* begin *

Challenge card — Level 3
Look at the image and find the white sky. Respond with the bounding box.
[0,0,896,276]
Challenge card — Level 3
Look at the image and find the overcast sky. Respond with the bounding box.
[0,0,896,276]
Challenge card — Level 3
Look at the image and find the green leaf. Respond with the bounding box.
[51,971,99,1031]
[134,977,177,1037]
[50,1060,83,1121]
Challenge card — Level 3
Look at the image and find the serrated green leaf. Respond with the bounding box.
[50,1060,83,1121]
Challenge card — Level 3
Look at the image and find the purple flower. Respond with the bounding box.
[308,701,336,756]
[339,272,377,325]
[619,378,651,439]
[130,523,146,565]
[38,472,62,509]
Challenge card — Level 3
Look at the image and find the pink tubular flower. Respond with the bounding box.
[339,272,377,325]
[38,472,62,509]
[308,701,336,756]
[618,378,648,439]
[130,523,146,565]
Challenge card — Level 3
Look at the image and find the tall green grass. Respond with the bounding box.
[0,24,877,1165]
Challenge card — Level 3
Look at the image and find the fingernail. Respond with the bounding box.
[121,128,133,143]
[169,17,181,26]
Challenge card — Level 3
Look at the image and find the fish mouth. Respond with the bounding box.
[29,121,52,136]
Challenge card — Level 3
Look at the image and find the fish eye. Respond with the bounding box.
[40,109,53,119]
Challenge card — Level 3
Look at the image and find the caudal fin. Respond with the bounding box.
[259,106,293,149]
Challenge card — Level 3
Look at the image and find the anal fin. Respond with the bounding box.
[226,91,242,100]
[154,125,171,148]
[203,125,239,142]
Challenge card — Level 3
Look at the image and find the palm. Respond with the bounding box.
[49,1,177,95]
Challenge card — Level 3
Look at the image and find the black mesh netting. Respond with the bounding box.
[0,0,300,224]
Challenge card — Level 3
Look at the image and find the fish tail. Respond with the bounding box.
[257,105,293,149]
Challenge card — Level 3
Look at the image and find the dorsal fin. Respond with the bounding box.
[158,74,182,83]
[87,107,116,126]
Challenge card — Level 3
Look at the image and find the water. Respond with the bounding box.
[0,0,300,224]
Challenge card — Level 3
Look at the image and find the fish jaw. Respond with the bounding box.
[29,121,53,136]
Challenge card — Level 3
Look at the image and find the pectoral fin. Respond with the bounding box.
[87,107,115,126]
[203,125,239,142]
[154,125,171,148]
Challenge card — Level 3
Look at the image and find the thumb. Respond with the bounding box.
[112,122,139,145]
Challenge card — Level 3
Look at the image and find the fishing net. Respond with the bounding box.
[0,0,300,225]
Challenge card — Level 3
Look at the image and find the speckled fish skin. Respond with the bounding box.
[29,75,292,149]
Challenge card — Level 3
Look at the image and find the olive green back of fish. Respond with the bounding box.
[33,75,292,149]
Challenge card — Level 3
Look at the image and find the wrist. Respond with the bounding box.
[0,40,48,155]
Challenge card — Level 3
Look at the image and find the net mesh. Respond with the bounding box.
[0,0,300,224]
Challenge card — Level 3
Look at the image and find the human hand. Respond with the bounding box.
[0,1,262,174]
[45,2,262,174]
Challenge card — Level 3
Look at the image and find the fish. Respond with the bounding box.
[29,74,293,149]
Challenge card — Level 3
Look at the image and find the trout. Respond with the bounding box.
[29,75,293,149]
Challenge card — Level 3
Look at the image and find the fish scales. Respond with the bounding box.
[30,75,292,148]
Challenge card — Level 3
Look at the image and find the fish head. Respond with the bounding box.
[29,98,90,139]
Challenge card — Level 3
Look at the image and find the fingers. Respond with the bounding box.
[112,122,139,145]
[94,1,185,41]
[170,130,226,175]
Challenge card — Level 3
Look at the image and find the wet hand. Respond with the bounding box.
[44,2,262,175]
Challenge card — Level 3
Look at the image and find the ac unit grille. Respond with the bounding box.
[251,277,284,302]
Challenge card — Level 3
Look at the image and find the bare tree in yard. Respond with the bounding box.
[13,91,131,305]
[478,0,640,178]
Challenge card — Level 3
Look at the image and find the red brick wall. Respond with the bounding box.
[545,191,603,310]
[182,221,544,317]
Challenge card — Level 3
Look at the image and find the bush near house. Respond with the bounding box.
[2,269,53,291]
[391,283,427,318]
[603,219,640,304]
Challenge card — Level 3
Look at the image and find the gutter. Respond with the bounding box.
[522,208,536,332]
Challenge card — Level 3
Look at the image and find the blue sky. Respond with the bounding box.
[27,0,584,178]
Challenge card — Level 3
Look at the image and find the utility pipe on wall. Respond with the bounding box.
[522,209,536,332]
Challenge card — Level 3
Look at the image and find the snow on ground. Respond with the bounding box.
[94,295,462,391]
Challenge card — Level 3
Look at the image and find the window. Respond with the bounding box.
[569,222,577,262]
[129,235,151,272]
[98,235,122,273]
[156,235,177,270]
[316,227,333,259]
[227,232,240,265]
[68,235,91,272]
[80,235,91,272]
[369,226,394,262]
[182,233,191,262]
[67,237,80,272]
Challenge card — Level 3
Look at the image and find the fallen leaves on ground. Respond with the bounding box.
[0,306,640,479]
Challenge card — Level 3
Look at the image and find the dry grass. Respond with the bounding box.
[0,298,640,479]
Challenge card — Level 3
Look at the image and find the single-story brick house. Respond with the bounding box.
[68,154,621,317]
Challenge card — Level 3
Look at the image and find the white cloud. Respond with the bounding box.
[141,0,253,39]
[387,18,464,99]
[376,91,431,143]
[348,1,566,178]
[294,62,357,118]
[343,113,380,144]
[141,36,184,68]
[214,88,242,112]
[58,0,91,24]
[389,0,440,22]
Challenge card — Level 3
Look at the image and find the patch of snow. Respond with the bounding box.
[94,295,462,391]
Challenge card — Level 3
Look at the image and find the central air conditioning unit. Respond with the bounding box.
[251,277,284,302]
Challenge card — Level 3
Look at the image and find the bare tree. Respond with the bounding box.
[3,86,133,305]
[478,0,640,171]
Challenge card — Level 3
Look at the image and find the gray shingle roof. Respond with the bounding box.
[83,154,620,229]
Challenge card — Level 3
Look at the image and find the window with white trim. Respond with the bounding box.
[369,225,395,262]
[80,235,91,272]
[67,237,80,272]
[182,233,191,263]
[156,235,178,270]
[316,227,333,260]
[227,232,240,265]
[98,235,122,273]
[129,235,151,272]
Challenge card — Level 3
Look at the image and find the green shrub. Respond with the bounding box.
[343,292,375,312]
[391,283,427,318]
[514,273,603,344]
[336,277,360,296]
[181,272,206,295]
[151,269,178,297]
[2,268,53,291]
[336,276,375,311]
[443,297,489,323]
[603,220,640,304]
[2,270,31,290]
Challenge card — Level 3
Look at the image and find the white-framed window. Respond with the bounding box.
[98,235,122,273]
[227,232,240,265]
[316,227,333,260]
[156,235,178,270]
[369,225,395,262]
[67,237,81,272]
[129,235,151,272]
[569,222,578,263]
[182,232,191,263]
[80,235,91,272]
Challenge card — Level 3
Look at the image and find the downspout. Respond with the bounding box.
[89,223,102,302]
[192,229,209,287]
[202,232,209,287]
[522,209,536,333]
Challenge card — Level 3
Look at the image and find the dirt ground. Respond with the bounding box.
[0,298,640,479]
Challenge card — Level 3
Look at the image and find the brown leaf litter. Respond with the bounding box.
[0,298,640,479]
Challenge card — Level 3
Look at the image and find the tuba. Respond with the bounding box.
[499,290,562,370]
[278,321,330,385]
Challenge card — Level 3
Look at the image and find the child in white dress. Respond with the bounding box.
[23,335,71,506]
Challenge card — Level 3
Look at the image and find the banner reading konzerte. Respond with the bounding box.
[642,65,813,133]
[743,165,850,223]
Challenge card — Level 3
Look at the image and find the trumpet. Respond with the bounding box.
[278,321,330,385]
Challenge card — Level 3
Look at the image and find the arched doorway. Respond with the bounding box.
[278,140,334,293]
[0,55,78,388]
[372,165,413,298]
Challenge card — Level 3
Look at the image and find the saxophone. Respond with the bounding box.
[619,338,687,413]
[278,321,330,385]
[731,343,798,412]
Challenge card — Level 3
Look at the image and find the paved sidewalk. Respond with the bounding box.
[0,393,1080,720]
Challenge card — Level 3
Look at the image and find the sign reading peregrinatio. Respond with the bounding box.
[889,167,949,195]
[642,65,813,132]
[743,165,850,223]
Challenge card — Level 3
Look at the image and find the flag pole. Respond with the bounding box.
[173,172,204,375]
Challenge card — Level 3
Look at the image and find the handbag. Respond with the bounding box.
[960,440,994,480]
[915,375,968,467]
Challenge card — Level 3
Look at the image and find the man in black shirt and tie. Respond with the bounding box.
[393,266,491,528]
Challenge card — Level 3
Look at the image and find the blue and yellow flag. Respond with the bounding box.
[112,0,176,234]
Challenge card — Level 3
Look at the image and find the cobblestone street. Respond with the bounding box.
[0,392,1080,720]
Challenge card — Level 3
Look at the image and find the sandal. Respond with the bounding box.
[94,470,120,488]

* end *

:: EXERCISE PROMPT ::
Pick out every line of the material above that contains the word "bare", treating case as significant, and copy each of those lines.

:: FINAL RESULT ::
Look at the image and find the bare tree in yard. Respond with the bounding box.
Look at the image and find the bare tree. Respond with the bounding box.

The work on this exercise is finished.